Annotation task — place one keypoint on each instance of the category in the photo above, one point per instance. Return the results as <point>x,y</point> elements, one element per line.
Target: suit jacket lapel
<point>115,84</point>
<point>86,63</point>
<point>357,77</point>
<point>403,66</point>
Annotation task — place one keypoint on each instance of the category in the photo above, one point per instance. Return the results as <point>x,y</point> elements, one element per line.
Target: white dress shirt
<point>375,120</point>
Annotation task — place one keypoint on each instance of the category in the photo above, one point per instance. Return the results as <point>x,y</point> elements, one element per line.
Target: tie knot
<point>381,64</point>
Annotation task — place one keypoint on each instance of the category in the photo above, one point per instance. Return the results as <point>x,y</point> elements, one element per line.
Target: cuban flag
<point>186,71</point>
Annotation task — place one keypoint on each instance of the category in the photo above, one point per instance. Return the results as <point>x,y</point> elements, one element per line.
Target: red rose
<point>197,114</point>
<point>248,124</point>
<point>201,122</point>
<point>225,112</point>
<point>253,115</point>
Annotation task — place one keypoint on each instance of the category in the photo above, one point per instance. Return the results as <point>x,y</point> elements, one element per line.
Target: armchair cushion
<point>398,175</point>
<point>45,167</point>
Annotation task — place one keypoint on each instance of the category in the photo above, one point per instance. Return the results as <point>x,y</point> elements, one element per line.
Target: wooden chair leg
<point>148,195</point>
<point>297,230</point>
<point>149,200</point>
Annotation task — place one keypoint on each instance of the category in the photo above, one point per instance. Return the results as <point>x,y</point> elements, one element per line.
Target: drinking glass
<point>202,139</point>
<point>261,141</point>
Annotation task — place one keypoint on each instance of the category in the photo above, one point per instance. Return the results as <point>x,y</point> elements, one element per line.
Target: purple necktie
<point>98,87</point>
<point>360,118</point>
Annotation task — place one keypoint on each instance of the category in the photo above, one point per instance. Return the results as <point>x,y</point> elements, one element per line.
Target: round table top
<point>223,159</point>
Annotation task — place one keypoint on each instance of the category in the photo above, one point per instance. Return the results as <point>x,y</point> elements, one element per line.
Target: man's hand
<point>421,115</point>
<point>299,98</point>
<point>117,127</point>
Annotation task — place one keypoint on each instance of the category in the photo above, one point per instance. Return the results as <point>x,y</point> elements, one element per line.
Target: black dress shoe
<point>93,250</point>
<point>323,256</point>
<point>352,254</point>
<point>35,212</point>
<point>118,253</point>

What is required: Rewrite all the rows above, changing every "keypoint" to "marker" and leaving everything else the same.

The answer:
Annotation task — place one marker on each instance of the category in the photo above, one point per instance. Return the results as <point>x,y</point> elements, one element per line.
Target: suit jacket lapel
<point>115,84</point>
<point>86,63</point>
<point>357,77</point>
<point>403,66</point>
Annotation task — place one marker on each instance of the category in the photo above, one point per instance. Return the results as <point>x,y</point> elements, one element per line.
Target: white dress shirt
<point>375,120</point>
Annotation task — place one marker on each instance of the category in the photo above, one point per instance. Return the results as <point>x,y</point> elements, one element per line.
Target: tie knot
<point>381,64</point>
Annotation task — place one marker on each instance of the category in the photo above, one point per instance. Return the results as <point>x,y</point> elements, one element per line.
Target: cuban flag
<point>186,71</point>
Annotation task — place one marker on each instance of the category in the photo above, one point per instance. Return the results as <point>x,y</point> elements, one element per line.
Target: red rose
<point>197,114</point>
<point>248,124</point>
<point>201,122</point>
<point>225,112</point>
<point>253,115</point>
Annotation task — place one marker on each instance of the category in the photo above, one point per instance. Return the results as <point>x,y</point> elements, one element per line.
Target: armchair cushion
<point>398,175</point>
<point>45,167</point>
Annotation task — place one marker on each instance of the category in the photo above, one point per instance. Return the results as <point>x,y</point> elements, one element per line.
Target: wooden chair leg
<point>148,195</point>
<point>297,230</point>
<point>149,200</point>
Annotation task — place one marker on each instance of the category in the photo above, one point per instance. Return the results as <point>x,y</point> elements, one element per line.
Target: drinking glass
<point>202,139</point>
<point>261,141</point>
Annotation task — place one marker on each instance of the category in the photo above, one point per instance. Return the results as <point>x,y</point> elements, one element per line.
Target: purple necktie
<point>98,87</point>
<point>360,118</point>
Annotation task — place one marker on each instance of the category in the photo above, one point per instance. Return the results as <point>x,y</point> elements, one element per line.
Target: round table top
<point>223,159</point>
Annotation task — place one marker on each instance of the category in the photo above, one point per instance. Return the results as <point>x,y</point> elements, one element per line.
Target: man's hand
<point>421,115</point>
<point>299,98</point>
<point>117,127</point>
Annotation task — place one marker on each instance of the category in the photo above, one point per instance. Return the results as <point>x,y</point> elements, one element per line.
Target: black dress shoe
<point>93,250</point>
<point>323,256</point>
<point>352,254</point>
<point>35,212</point>
<point>118,253</point>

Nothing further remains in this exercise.